Quote the items starting at the line that contains "Provide the polygon of every instance of the spectator" and ending at the line that contains "Segment each instance of the spectator", reproducing those lines word for word and nothing else.

>> BEGIN Records supplied

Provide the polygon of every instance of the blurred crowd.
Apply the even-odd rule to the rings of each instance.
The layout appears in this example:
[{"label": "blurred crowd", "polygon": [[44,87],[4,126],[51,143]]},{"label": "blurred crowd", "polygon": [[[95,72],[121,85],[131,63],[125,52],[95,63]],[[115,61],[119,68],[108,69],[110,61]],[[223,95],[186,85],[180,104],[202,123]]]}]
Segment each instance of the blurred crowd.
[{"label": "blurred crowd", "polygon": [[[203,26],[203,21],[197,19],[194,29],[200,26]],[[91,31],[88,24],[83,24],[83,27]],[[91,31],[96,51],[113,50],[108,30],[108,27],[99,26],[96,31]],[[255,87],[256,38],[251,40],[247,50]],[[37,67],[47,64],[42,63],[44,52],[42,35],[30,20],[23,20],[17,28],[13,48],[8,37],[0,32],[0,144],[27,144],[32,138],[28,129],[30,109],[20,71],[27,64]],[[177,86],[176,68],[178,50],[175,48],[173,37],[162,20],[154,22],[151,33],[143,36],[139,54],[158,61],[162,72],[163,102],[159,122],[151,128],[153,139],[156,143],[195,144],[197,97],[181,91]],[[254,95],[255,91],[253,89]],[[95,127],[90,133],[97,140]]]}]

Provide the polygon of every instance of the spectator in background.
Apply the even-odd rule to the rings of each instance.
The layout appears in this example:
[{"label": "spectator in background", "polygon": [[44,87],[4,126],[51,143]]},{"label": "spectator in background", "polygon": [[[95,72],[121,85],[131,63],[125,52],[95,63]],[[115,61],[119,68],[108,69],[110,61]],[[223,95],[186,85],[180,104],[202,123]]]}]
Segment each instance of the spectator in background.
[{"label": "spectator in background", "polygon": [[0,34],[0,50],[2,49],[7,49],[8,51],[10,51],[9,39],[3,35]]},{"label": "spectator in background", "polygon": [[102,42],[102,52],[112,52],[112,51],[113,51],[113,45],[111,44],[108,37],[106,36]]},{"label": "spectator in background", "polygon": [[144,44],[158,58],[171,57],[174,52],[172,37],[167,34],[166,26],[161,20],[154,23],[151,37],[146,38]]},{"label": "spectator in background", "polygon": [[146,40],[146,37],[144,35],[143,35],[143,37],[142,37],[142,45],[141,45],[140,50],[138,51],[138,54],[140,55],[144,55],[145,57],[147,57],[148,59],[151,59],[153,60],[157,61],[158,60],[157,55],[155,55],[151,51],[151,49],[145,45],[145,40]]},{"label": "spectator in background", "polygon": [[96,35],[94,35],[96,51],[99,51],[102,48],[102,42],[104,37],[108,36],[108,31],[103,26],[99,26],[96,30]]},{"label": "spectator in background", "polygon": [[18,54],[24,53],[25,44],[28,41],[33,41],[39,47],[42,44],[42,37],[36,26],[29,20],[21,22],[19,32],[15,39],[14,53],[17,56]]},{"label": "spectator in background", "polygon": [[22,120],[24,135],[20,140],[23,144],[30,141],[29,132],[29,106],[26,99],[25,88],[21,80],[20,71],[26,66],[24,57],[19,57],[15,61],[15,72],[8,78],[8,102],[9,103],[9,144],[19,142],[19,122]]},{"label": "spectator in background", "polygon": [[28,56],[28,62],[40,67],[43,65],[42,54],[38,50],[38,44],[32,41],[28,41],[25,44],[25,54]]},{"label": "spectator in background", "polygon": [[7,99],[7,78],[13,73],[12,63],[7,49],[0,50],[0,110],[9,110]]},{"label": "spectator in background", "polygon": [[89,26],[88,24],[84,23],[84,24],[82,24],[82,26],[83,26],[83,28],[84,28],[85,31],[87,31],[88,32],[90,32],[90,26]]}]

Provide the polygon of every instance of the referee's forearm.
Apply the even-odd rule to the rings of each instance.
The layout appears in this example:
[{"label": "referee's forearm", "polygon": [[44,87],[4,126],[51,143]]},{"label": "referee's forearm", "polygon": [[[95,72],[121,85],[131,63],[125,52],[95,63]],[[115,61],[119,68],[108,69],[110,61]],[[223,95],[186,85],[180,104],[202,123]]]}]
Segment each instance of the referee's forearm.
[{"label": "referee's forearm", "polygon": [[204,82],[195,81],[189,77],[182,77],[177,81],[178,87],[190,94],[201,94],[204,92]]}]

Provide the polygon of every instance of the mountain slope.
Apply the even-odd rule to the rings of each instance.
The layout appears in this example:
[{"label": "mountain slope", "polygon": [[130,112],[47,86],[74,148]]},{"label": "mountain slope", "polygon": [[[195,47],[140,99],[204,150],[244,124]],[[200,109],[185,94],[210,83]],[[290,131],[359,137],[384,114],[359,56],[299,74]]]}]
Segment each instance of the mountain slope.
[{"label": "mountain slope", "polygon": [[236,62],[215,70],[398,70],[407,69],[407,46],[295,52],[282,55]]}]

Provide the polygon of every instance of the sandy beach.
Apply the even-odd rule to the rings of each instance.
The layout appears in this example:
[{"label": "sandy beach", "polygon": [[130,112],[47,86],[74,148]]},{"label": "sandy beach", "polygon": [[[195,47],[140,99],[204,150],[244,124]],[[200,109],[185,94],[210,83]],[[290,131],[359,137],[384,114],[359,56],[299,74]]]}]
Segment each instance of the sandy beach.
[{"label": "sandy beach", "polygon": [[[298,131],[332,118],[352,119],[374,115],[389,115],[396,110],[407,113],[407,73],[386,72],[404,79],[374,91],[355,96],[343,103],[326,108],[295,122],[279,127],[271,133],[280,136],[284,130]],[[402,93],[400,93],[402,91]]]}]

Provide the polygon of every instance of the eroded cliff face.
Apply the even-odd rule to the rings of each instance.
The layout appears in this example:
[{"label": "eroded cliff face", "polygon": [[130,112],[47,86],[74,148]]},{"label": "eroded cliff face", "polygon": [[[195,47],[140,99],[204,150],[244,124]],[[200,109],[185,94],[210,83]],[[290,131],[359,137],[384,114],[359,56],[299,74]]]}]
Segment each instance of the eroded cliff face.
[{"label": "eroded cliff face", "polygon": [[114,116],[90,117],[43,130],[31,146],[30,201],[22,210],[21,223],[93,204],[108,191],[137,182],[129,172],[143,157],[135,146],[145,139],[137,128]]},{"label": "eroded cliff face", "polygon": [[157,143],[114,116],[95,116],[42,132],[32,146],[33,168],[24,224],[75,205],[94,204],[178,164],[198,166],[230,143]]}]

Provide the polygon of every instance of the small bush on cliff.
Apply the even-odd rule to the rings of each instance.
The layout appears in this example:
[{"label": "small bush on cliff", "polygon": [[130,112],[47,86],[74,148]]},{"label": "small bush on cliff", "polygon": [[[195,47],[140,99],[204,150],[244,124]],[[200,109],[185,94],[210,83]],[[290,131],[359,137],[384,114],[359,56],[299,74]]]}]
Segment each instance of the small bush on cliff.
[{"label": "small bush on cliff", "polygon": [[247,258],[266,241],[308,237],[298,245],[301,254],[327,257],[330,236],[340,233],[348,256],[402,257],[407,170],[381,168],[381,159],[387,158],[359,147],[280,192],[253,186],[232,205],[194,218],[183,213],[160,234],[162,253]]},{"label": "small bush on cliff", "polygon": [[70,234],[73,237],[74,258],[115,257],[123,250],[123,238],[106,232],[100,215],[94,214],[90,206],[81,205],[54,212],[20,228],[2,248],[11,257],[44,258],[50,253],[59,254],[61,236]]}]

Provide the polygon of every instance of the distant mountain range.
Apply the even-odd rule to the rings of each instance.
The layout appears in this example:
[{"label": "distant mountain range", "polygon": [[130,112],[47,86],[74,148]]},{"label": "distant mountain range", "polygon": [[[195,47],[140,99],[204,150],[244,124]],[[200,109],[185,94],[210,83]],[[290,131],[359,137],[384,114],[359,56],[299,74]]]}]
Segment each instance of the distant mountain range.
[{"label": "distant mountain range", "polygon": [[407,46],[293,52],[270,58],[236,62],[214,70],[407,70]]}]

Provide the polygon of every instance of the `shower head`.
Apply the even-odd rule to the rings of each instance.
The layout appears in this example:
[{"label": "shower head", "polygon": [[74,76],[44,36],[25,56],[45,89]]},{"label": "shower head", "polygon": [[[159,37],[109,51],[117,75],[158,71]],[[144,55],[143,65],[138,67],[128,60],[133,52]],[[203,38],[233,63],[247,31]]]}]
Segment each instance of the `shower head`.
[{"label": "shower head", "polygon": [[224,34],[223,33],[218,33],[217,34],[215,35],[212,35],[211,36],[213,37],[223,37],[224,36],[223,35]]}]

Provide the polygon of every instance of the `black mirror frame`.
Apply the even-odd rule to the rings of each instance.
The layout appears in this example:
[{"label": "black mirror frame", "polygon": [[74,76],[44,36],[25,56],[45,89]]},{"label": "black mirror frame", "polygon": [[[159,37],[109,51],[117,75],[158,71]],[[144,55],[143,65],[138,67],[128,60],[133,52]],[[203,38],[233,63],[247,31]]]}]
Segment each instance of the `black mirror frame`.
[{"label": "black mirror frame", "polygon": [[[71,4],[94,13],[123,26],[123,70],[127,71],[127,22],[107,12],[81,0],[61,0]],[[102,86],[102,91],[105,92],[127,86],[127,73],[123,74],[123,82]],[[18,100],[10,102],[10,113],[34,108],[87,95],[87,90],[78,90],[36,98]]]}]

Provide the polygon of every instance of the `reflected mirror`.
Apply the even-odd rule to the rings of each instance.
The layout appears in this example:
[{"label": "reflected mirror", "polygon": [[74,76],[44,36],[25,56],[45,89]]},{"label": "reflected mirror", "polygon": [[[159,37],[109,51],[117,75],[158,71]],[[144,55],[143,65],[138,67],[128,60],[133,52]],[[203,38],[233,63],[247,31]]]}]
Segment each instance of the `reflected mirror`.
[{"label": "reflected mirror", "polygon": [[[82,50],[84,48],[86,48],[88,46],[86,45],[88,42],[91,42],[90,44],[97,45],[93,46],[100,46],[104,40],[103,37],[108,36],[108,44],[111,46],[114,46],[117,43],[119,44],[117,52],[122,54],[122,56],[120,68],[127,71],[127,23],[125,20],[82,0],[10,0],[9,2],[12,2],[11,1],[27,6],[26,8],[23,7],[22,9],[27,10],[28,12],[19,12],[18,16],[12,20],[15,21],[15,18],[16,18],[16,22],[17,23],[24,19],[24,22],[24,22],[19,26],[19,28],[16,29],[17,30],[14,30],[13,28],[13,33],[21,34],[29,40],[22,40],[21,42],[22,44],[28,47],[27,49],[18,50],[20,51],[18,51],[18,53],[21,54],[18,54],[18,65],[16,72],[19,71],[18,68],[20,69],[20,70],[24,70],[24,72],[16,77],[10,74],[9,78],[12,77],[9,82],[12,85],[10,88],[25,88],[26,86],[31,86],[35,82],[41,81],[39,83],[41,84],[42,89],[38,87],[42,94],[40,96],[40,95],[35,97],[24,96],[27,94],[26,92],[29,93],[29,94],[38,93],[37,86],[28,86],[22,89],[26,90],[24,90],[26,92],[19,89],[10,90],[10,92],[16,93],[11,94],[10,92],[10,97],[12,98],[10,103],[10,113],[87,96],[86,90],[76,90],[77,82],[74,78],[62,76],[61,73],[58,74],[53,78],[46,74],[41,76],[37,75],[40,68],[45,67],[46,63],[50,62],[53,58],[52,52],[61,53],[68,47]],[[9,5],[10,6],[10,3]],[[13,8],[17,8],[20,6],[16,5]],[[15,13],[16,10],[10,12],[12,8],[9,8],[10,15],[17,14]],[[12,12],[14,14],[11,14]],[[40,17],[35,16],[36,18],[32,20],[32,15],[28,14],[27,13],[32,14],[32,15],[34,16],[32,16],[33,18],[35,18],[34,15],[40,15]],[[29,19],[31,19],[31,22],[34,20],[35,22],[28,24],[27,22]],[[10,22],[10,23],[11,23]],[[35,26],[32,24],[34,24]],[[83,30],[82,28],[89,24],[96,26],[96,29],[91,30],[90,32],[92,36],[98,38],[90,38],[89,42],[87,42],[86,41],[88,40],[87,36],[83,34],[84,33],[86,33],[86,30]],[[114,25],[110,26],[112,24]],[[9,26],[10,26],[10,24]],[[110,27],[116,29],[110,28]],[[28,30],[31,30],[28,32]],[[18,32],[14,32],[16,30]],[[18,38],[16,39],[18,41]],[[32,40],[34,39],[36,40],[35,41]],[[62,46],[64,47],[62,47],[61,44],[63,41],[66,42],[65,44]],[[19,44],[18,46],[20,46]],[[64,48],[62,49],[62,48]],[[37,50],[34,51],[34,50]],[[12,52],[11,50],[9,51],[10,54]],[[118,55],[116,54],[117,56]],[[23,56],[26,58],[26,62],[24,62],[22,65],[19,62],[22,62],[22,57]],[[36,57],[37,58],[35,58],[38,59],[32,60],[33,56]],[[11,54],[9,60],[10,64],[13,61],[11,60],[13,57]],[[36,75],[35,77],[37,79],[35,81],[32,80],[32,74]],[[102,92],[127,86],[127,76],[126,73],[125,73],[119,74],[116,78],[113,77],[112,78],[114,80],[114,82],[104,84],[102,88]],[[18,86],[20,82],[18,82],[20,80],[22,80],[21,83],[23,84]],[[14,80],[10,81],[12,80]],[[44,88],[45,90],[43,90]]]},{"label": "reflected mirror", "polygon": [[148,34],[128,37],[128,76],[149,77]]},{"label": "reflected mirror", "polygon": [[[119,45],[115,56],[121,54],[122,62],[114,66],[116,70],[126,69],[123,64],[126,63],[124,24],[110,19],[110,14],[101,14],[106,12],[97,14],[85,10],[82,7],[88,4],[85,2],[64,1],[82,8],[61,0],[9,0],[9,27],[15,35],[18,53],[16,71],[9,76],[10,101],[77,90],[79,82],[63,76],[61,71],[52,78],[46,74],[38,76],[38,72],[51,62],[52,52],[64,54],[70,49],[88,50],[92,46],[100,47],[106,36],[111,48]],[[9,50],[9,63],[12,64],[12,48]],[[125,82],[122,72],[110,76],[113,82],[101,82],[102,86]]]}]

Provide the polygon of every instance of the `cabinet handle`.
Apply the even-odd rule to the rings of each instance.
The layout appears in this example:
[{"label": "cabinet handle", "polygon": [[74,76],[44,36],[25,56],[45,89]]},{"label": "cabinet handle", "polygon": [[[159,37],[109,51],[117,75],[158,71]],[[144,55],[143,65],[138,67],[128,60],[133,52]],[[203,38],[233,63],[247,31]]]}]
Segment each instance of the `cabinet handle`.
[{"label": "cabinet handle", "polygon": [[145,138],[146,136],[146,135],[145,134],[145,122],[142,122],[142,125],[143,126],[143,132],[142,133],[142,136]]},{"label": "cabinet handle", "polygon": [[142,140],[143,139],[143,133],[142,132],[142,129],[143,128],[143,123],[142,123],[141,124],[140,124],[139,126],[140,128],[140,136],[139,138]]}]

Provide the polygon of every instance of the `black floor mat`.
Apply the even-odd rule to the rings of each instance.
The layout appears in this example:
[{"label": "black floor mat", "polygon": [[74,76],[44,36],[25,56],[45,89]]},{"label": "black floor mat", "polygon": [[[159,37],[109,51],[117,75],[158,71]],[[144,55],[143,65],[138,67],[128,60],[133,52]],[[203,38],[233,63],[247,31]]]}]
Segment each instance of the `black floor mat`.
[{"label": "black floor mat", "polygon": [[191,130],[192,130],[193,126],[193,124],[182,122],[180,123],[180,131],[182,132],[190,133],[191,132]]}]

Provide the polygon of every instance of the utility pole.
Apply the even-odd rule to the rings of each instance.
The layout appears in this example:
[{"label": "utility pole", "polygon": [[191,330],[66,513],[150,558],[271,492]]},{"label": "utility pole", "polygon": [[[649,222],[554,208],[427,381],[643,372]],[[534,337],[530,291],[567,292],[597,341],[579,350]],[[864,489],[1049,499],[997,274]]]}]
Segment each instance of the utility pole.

>> END Records supplied

» **Worked answer**:
Provide the polygon of every instance of the spectator in background.
Apply the even-odd rule to the rings of each instance.
The layout appears in this example:
[{"label": "spectator in background", "polygon": [[44,87],[4,126],[51,143]]},{"label": "spectator in background", "polygon": [[[95,72],[121,85],[131,63],[125,52],[95,63]],[[115,61],[119,68],[108,69],[110,61]],[[223,95],[186,85],[180,104],[202,123]]]}]
Segment each instance of the spectator in background.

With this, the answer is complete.